→ **What you should do**
Could you rescale the part of the listing from the line containing "# test: point on every instance of the mountain" through the end of the listing, both ends included, and give only those lines again? Keep every request line, multiply each point coordinate by 1.1 and round to whole numbers with halves rounded up, and leave the pictures out.

BEGIN Provided material

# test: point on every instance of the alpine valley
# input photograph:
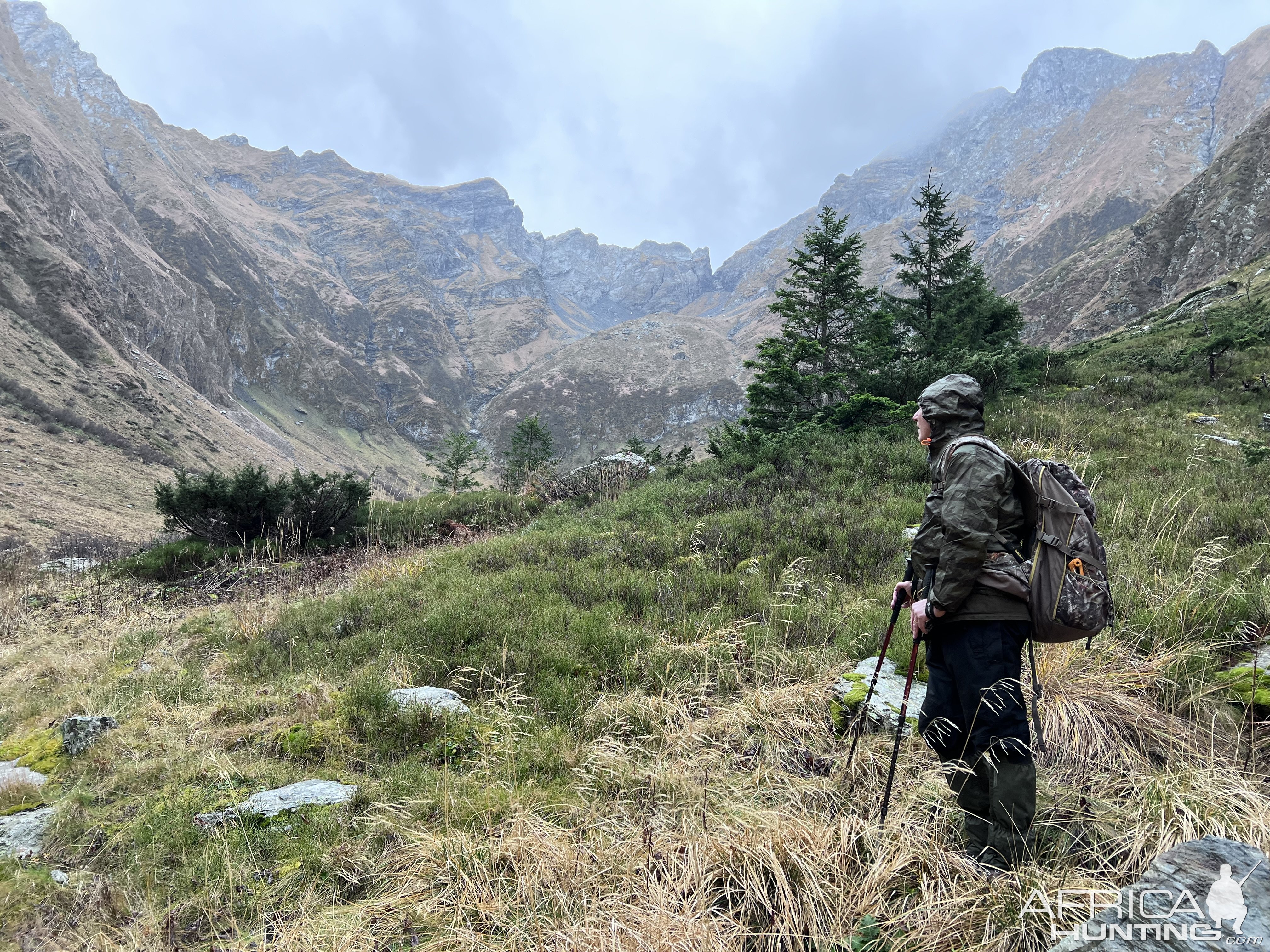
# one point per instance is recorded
(208, 304)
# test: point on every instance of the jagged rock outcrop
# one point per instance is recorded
(229, 304)
(1090, 143)
(1215, 225)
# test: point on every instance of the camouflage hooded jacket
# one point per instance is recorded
(971, 503)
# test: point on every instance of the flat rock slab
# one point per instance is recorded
(82, 732)
(888, 696)
(22, 836)
(1173, 907)
(271, 803)
(12, 775)
(439, 700)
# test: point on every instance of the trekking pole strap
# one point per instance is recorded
(1032, 657)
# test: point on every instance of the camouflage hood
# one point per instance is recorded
(954, 408)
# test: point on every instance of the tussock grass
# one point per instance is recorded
(651, 761)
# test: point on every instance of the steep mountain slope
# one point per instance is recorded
(1089, 143)
(663, 377)
(1215, 225)
(338, 316)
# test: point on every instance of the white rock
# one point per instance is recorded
(888, 695)
(69, 565)
(23, 835)
(12, 775)
(271, 803)
(440, 700)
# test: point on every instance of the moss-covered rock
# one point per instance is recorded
(41, 752)
(1240, 686)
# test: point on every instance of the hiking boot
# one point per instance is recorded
(1013, 805)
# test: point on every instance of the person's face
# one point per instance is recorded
(924, 427)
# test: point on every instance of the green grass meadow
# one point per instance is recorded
(649, 683)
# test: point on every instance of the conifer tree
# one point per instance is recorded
(954, 310)
(461, 461)
(530, 452)
(830, 334)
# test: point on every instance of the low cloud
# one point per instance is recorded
(700, 122)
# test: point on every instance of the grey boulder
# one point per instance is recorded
(82, 732)
(271, 803)
(438, 700)
(12, 775)
(1173, 907)
(22, 836)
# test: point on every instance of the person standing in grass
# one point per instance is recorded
(975, 717)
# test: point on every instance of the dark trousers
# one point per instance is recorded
(976, 722)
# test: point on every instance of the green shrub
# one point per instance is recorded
(172, 562)
(247, 506)
(440, 514)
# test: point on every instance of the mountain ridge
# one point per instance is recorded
(225, 304)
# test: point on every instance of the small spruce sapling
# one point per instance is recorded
(530, 454)
(461, 461)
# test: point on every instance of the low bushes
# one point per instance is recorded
(237, 509)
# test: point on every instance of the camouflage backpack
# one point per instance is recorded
(1065, 581)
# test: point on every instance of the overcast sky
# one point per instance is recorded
(698, 121)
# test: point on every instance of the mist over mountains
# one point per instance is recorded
(221, 304)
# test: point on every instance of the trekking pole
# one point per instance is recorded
(856, 722)
(903, 706)
(900, 730)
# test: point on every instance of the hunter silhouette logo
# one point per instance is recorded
(1226, 899)
(1153, 913)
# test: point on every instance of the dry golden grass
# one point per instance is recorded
(698, 823)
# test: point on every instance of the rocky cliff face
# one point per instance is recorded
(218, 303)
(1090, 143)
(1217, 224)
(338, 316)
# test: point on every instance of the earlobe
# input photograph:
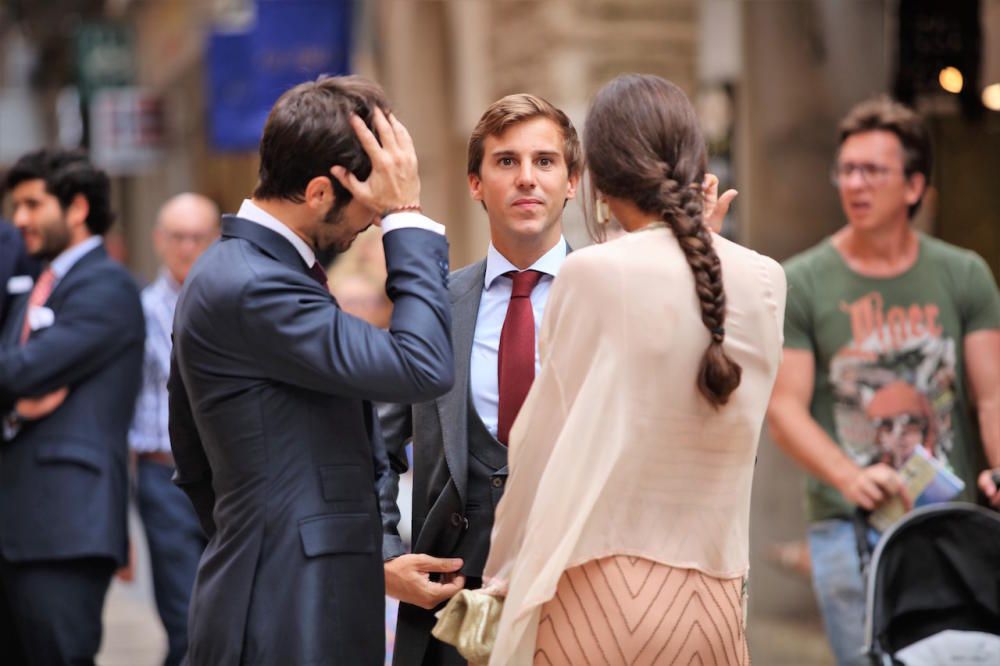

END Provided material

→ **Completed task**
# test: point on every instance of the mountain ridge
# one point per instance is recorded
(248, 334)
# test: point on every instance of the small spruce sapling
# one point per instance is recorded
(583, 499)
(507, 507)
# test: point on every instance of the low bushes
# one point per instance is recorded
(261, 560)
# test: point on every instance of the camouflage backpack
# one point per instance is recorded
(1172, 639)
# test: point on every instance of the overcast sky
# one point per instance is recorded
(768, 133)
# test: point on every instance of the mist over mountains
# one point per instance is recorded
(243, 334)
# test: point on every instance of the trekking pole
# one point per instance is recorded
(942, 794)
(993, 777)
(990, 803)
# test: point on every instance of the hunter silhouette logo
# one point per instance is recorded
(1349, 989)
(1268, 1004)
# test: point on every instance of the dry golden grass
# one point per instance is recorded
(768, 905)
# test: point on every instance of the rocky cliff face
# one point per instance is recorded
(240, 333)
(1199, 157)
(1339, 246)
(372, 348)
# test: point on every instance of the earlobe
# input photograph:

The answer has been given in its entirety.